Segment Start: Records to use
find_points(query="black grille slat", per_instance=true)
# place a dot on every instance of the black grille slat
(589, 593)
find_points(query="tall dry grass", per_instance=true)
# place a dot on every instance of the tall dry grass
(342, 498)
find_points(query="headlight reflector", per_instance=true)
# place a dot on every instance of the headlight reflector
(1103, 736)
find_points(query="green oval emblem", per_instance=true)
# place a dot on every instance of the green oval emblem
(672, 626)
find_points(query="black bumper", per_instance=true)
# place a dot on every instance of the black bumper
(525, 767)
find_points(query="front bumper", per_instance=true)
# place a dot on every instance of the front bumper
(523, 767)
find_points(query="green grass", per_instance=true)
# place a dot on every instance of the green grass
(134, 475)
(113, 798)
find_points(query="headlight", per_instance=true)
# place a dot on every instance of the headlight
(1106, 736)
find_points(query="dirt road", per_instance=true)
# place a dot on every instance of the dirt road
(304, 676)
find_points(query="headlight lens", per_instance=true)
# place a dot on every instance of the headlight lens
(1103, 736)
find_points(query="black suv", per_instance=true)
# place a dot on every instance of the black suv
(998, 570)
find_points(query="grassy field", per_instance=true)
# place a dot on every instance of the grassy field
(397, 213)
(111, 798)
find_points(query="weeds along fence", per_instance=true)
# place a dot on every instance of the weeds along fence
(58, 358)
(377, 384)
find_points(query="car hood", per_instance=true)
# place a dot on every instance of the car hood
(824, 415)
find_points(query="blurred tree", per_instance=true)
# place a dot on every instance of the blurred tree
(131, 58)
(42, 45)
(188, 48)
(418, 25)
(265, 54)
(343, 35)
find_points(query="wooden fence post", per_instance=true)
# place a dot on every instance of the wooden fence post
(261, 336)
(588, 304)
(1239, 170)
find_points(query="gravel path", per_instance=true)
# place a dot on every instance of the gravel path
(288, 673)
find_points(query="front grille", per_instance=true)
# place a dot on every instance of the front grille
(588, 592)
Segment End: Records to use
| Exercise |
All of the entries need to be reproduced exactly; please write them out.

| Exercise response |
find_points(query="black grille slat", per_instance=true)
# place a dot on every instance of the black grille slat
(589, 593)
find_points(query="tall dry grass", per_instance=true)
# place a dot on every instance of the tall dry grass
(342, 498)
find_points(query="headlight reflector", per_instance=true)
# place a dot on every instance of the headlight reflector
(1103, 736)
find_points(query="green oval emblem", per_instance=true)
# place a dot on every instance of the green oval emblem
(672, 626)
find_points(query="black bumper", per_instance=true)
# place a dot on every instance of the black bumper
(525, 767)
find_points(query="front bumper", per_instance=true)
# place a dot on every instance of the front bumper
(523, 767)
find_points(query="green grass", per_instance=true)
# place a dot on every instance of the green grass
(134, 475)
(113, 798)
find_points(query="headlight", per_instance=true)
# place a dot on every instance of the headlight
(1106, 736)
find_points(query="dirt road", per_instance=true)
# place a dot on every instance of the dirt road
(304, 676)
find_points(query="headlight lens", per_instance=true)
# place a dot on every instance of the headlight lens
(1103, 736)
find_points(query="black suv", per_instance=true)
# place a dot on every instance of the black suv
(998, 570)
find_points(query="grassy field", per_instance=true)
# place a dot on every instance of the grassy field
(397, 213)
(111, 798)
find_points(query="weeds along fence", per_instance=true)
# place a dot on every instance of the weeds along fence
(58, 358)
(377, 384)
find_points(query="car hood", per_instance=true)
# place a dot on every instance of the car hood
(824, 415)
find_points(query="blurred tree", per_instance=true)
# place a dot on every instance of the blurred tree
(131, 58)
(42, 45)
(188, 48)
(418, 25)
(265, 54)
(343, 35)
find_points(query="wooden fence post", per_instance=true)
# place a dot on every instance of the wooden fence post
(261, 336)
(588, 304)
(1239, 170)
find_points(query="gravel path", per_instance=true)
# place a dot on every instance of the gravel path
(288, 673)
find_points(query="front grille", per_instance=true)
# place a dot on every instance of the front grille
(588, 592)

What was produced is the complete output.